GIVEN INSTRUCTION:
Copy word for word the lines below, from the line containing "Could you point to the baseball" up to and including the line containing "Target: baseball cap".

SUPPLIED RECORDS:

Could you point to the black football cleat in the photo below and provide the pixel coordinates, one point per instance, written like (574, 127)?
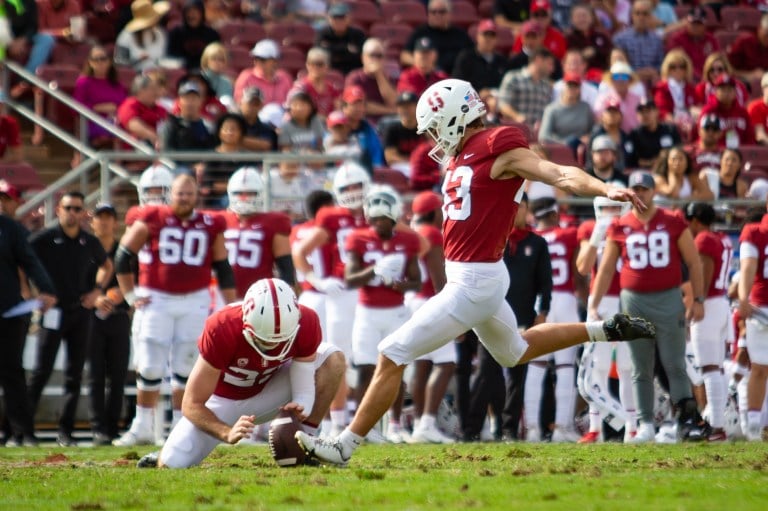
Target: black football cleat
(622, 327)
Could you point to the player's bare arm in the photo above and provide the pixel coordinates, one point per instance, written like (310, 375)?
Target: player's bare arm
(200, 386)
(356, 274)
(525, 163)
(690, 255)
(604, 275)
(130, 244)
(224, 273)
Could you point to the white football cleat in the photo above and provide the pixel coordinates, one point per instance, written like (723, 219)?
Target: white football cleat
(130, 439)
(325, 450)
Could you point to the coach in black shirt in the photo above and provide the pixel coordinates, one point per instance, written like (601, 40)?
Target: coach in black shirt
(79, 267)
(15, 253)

* * *

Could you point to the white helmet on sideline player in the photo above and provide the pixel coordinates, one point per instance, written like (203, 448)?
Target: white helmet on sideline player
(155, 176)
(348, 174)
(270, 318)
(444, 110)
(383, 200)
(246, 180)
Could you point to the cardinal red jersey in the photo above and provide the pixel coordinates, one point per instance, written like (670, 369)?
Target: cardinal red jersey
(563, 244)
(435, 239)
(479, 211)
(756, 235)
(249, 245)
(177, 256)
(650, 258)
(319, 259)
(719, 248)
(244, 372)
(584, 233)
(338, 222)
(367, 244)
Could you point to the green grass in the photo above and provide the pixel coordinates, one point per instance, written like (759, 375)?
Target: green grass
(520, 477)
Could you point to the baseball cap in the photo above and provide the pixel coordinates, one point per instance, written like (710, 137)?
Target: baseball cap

RESULT FOR THIS TASK:
Could you point to the baseball cap in the photo above and provide the pixel coordinates, one point per instance, written like (710, 137)?
Target: baseball cap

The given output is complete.